Copy all of the data below line for line without any changes, and leave the pictures out.

+++ EXTRACTED INFORMATION

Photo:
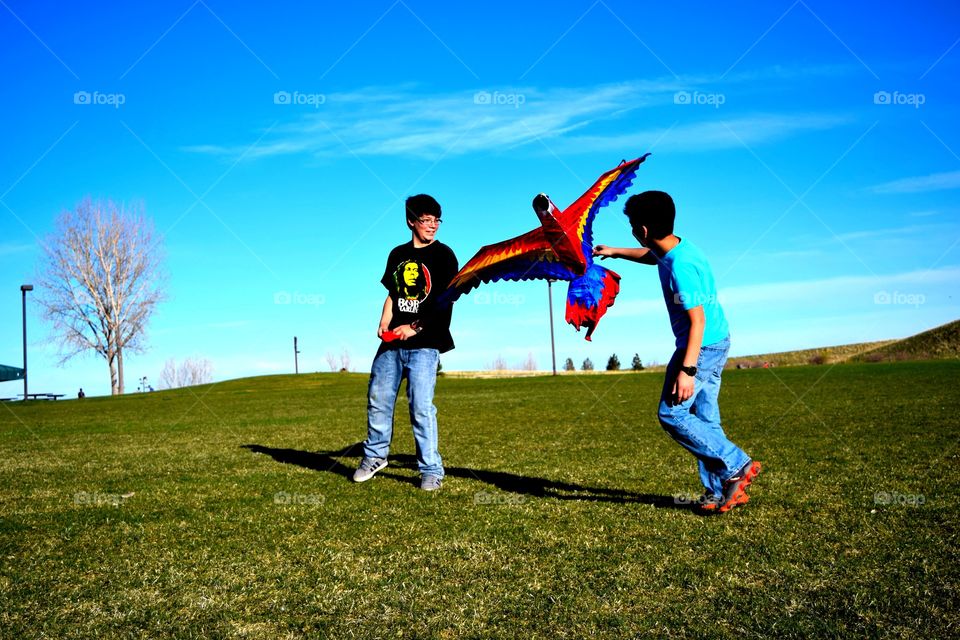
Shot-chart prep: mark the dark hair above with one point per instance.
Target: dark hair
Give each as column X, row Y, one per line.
column 422, row 204
column 651, row 209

++++++

§ TASK OUTPUT
Photo:
Shot-chart prep: mark the dark hair above with one point per instance.
Target: dark hair
Give each as column X, row Y, one per line.
column 422, row 204
column 651, row 209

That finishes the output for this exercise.